In the page excerpt about the Faculty of Philosophy, what is named as the central decision-making body of the Faculty?

Page excerpt –
┌──

Although I do not want to focus too much on the past, I have to mention two very important events from the recent past that will significantly determine the development of the Faculty of Philosophy during my upcoming four-year mandate: the finalisation of the integration process of the University of Sarajevo and the new Law on Higher Education that was adopted at the end of July 2017. Keeping these factors in mind, we can say that the Faculty of Philosophy finds itself before a new phase of development. This new phase will inevitably be marked by uncertainty and we must keep that uncertainty in mind when we discuss the principles and directions of our future development. It is clear that an institution of higher education like the Faculty of Philosophy, that is according to all European standards a medium-sized university (in the administrative language of the Law, an organisational unit with a large number of sub-units), has to be primarily based on legality, on a clear respect for legal and statutory requirements. And this is our first task. It is also clear, however, that within this framework, we must be proactive in asking for changes to the law and looking for solutions that benefit us by improving research and teaching and providing desirable international cooperation and necessary financial stability. At the same time, we must function according to the principles of institutional democracy and respect the decisions of representative bodies at this Faculty, with the Faculty Senate as the central decision-making body. We are responsible for respecting the legitimate will of the majority, while at the same time acknowledging dissenting voices and promoting academic dialogue by nurturing the culture of academic dialogue, safeguarding the dignity of faculty, staff, other employees and students, and working to create synergy instead of wasting time and energy on pointless debates, misunderstandings and frequent interpersonal conflicts.

Working together, being committed to the activities of the Faculty and being responsible for its successful functioning were and still are the measure of our worth. The Faculty has to be a space, a home, where everyone can express and live up to their potential. For too long, I have felt the existence of a gap between an indisputable academic and creative potential on the one hand, and teaching and research results on the other. Therefore, my programme is based on improving the management of processes that all lead to a single goal: liberating these potentials and directing them towards research projects, international cooperation, community engagement, further development of innovation in teaching and, finally, improving the quality of teaching and work with students, who are the reason we are all here. Also, we need to open the doors of this Faculty, as much as possible within the given circumstances, to frequent discussion of key social issues. Because, in a situation where the state practically does not exist, where community is dangerously fragmented and its very existence is brought into question when Bosnia and Herzegovina is denied as even a cultural fact (although this is its most certain anchor in terms of its historical continuity), we are obliged to return to the Faculty of Philosophy its role as a space where open debate on the most painful issues can take place, instead of continuing to fight small interpersonal wars in which the destruction from the outside enters this institution. In addition to our regular efforts, this would be the best way to motivate our students and other young people (who would be encouraged to enrol at our Faculty) to actively oppose the dangerous tendencies of recent local and global campaigns against the humanities and social sciences.

└──

Provided information –

┌──

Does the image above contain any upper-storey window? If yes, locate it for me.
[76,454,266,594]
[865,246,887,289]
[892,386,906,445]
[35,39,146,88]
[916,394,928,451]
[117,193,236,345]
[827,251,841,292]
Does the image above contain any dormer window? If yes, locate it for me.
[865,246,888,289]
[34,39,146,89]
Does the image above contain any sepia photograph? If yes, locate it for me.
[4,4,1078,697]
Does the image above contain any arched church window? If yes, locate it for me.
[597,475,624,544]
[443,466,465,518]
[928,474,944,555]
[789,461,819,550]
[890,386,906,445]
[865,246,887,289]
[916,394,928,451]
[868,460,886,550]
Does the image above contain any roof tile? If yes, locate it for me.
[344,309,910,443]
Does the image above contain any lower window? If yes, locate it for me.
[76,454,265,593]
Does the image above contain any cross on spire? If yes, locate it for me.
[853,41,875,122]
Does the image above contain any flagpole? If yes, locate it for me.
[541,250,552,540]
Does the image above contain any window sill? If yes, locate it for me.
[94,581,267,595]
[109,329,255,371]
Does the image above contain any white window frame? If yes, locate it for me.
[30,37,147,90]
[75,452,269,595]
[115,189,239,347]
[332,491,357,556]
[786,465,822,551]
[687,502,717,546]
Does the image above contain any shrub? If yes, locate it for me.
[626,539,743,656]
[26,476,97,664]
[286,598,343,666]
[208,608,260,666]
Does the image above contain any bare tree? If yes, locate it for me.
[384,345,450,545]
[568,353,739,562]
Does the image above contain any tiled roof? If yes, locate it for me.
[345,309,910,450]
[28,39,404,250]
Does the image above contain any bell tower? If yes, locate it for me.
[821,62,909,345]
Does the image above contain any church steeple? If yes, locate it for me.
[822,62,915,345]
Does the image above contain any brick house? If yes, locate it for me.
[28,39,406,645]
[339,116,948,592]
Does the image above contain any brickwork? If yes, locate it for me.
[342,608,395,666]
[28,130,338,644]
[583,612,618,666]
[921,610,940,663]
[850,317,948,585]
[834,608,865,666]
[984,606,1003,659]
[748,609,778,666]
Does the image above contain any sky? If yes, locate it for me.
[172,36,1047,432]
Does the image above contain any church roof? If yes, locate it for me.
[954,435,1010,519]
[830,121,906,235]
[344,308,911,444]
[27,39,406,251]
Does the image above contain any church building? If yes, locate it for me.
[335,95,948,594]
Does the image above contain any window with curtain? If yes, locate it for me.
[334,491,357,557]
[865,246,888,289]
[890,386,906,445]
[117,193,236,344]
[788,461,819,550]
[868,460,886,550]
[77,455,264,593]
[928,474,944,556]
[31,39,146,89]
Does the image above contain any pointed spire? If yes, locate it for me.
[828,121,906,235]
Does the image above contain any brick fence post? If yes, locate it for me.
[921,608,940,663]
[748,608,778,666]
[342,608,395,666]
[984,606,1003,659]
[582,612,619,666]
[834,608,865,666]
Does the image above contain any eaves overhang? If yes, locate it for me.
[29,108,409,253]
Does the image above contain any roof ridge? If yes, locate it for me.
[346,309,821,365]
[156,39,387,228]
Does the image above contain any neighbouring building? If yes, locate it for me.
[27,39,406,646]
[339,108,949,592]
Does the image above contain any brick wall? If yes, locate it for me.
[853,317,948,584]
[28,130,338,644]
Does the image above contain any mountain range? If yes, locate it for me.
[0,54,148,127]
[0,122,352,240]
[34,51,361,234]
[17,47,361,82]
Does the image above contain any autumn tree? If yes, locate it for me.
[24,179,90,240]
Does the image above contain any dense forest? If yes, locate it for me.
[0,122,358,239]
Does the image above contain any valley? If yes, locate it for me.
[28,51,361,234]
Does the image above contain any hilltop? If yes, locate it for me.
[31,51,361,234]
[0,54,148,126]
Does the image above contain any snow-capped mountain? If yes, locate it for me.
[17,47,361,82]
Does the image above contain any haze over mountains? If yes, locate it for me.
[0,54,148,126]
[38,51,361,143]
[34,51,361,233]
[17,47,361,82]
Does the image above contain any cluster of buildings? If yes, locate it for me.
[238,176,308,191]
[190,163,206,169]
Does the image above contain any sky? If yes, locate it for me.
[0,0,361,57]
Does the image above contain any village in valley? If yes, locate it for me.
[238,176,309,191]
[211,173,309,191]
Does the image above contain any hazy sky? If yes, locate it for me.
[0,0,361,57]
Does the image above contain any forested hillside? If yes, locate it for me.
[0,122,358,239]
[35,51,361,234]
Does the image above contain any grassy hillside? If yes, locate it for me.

└──

Solution to this exercise –
The Faculty Senate.